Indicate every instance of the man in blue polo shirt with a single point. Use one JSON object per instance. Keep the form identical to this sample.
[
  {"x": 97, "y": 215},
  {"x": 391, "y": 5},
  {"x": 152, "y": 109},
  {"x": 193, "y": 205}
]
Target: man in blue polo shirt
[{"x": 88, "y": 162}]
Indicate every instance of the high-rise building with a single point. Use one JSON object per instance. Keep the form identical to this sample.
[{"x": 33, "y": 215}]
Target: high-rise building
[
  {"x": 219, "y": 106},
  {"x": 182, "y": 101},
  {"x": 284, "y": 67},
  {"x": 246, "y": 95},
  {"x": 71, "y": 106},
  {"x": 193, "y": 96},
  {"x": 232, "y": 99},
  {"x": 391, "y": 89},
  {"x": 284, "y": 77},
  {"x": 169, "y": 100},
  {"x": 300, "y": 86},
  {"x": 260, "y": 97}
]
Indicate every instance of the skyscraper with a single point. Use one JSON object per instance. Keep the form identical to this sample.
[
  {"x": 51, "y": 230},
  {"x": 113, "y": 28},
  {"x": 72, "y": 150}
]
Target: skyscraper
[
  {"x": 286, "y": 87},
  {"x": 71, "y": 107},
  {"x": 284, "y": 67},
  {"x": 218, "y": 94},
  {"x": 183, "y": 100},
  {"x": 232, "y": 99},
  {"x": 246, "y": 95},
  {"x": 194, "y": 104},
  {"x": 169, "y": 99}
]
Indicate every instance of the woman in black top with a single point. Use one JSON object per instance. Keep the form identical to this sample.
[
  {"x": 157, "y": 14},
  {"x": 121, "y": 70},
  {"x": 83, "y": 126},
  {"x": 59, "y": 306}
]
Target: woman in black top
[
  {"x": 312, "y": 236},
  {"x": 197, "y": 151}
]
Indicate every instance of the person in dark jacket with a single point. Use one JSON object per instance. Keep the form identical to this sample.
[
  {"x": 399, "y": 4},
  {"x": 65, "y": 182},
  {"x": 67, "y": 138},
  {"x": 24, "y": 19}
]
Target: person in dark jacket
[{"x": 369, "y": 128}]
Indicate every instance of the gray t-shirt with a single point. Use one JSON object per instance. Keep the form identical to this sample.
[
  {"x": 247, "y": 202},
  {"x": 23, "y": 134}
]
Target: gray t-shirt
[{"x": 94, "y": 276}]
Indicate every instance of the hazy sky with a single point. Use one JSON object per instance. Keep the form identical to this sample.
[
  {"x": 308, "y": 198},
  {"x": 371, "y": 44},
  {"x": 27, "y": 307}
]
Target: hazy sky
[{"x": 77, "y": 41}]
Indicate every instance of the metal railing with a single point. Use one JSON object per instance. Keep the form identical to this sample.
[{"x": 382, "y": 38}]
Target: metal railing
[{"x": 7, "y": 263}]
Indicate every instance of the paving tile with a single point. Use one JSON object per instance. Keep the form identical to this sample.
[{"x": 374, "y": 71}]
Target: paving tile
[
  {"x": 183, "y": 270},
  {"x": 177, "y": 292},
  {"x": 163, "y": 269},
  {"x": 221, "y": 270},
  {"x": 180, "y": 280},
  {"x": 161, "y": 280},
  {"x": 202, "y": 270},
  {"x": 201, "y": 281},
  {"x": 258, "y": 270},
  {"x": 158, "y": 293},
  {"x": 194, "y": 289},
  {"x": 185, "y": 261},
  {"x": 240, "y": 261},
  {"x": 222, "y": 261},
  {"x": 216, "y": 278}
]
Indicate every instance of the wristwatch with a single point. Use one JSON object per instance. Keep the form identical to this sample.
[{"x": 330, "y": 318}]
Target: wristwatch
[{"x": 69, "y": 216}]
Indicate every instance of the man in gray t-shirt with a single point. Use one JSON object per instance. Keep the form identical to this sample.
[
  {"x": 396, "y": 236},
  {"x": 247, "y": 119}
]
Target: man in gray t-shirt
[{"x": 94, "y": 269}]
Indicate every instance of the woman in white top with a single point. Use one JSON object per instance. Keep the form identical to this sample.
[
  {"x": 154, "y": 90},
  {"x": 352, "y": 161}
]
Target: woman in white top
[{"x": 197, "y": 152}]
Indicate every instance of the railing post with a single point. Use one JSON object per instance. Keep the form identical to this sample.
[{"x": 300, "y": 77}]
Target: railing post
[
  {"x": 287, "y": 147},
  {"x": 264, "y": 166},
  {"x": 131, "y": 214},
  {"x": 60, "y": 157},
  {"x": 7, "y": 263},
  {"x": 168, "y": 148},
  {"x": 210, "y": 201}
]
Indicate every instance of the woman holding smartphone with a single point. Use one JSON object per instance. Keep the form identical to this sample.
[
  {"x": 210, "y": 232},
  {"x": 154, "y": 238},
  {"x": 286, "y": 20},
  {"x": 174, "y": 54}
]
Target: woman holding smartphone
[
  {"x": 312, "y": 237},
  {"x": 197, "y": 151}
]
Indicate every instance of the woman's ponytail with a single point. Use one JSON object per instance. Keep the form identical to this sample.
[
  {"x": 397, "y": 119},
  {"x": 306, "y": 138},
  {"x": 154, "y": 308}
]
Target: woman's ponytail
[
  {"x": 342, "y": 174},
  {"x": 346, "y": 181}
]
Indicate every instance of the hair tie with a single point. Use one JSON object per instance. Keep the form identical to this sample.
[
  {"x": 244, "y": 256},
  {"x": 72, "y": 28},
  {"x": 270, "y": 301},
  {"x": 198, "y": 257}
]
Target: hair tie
----
**EXERCISE DESCRIPTION:** Reproduce the material above, every line of it, exactly.

**RESULT FOR THIS TASK:**
Indicate every instance of the man in blue polo shirt with a single point. Use one JSON object per instance. Keep the form identical to this sample.
[
  {"x": 97, "y": 215},
  {"x": 391, "y": 5},
  {"x": 152, "y": 109},
  {"x": 193, "y": 205}
]
Target: man in blue polo shirt
[{"x": 88, "y": 162}]
Indicate every instance of the high-rise building with a single point. Use one JSON object per instance. Keep the form identical to this sample.
[{"x": 33, "y": 215}]
Target: high-rise building
[
  {"x": 219, "y": 106},
  {"x": 182, "y": 101},
  {"x": 284, "y": 67},
  {"x": 246, "y": 95},
  {"x": 71, "y": 106},
  {"x": 193, "y": 96},
  {"x": 232, "y": 99},
  {"x": 391, "y": 89},
  {"x": 284, "y": 77},
  {"x": 169, "y": 100},
  {"x": 300, "y": 86},
  {"x": 260, "y": 97}
]
Indicate every instance of the skyscraper with a single point. Use one JSON object per instance. Keep the form identical to this sample.
[
  {"x": 51, "y": 230},
  {"x": 113, "y": 28},
  {"x": 72, "y": 150}
]
Target: skyscraper
[
  {"x": 286, "y": 87},
  {"x": 71, "y": 107},
  {"x": 284, "y": 67},
  {"x": 218, "y": 94},
  {"x": 183, "y": 100},
  {"x": 232, "y": 99},
  {"x": 246, "y": 95},
  {"x": 194, "y": 104},
  {"x": 169, "y": 99}
]
Indicate every instance of the woman in black top with a single point. Use one JSON object per instance. Keep the form identical to this sample.
[
  {"x": 157, "y": 14},
  {"x": 121, "y": 70},
  {"x": 83, "y": 126},
  {"x": 59, "y": 306}
]
Target: woman in black top
[
  {"x": 312, "y": 236},
  {"x": 197, "y": 151}
]
Indicate every instance of the person in dark jacket with a single point. Use one JSON object per instance. Keep the form identical to this sample.
[
  {"x": 399, "y": 4},
  {"x": 65, "y": 182},
  {"x": 67, "y": 138},
  {"x": 24, "y": 19}
]
Target: person in dark jacket
[{"x": 369, "y": 128}]
Indicate every instance of the gray t-shirt with a single point. Use one JSON object per instance. Keep the form identical to this sample.
[
  {"x": 247, "y": 202},
  {"x": 23, "y": 134}
]
Target: gray t-shirt
[{"x": 94, "y": 276}]
Indicate every instance of the hazy sky with a single point. Use one JSON object per instance. Keep the form identical to this sample.
[
  {"x": 308, "y": 198},
  {"x": 371, "y": 44},
  {"x": 27, "y": 307}
]
Target: hazy sky
[{"x": 77, "y": 41}]
Indicate every instance of the metal railing with a single point. Use one JSON object per instance. Keep the form identical to this sample.
[{"x": 382, "y": 38}]
Target: metal railing
[{"x": 7, "y": 263}]
Indicate every instance of the paving tile with a single point. Use one JSON object per instance. Keep the form identical to this sample.
[{"x": 374, "y": 71}]
Target: paving tile
[
  {"x": 183, "y": 270},
  {"x": 177, "y": 292},
  {"x": 163, "y": 269},
  {"x": 221, "y": 270},
  {"x": 180, "y": 280},
  {"x": 161, "y": 280},
  {"x": 202, "y": 270},
  {"x": 201, "y": 281},
  {"x": 258, "y": 270},
  {"x": 158, "y": 293},
  {"x": 194, "y": 289},
  {"x": 185, "y": 261},
  {"x": 240, "y": 261},
  {"x": 222, "y": 261},
  {"x": 216, "y": 278}
]
Indicate every instance of the wristwatch with a single point. Use one JSON object per instance. Keep the form identical to this sample.
[{"x": 330, "y": 318}]
Target: wristwatch
[{"x": 69, "y": 216}]
Indicate every instance of the man in gray t-shirt with a single point. Use one JSON object per instance. Keep the form identical to this sample.
[
  {"x": 396, "y": 236},
  {"x": 247, "y": 119}
]
Target: man in gray t-shirt
[{"x": 94, "y": 269}]
Indicate every instance of the woman in white top with a single point. Use one JSON object per instance. Keep the form identical to this sample.
[
  {"x": 154, "y": 90},
  {"x": 352, "y": 161}
]
Target: woman in white top
[{"x": 197, "y": 152}]
Indicate every instance of the railing post with a single point. Use one JSON object per instance. Keep the form identical to this sample.
[{"x": 300, "y": 77}]
Target: railing post
[
  {"x": 287, "y": 147},
  {"x": 264, "y": 166},
  {"x": 131, "y": 214},
  {"x": 60, "y": 157},
  {"x": 7, "y": 263},
  {"x": 168, "y": 148},
  {"x": 210, "y": 201}
]
Indicate every instance of the woman holding smartphone with a single point. Use one JSON object per instance. Keep the form identical to this sample.
[
  {"x": 210, "y": 232},
  {"x": 154, "y": 238},
  {"x": 286, "y": 20},
  {"x": 174, "y": 54}
]
Target: woman holding smartphone
[
  {"x": 312, "y": 237},
  {"x": 197, "y": 151}
]
Indicate every instance of the woman's ponytail with a single point. Use one JSON object per instance. Keep the form identical to this sample.
[
  {"x": 397, "y": 119},
  {"x": 306, "y": 138},
  {"x": 154, "y": 308}
]
Target: woman's ponytail
[
  {"x": 342, "y": 174},
  {"x": 346, "y": 181}
]
Indicate every instance of the hair tie with a single point. Use one JSON object per instance. Keep the form identical to this sample.
[
  {"x": 244, "y": 256},
  {"x": 72, "y": 28},
  {"x": 270, "y": 301},
  {"x": 198, "y": 257}
]
Target: hair tie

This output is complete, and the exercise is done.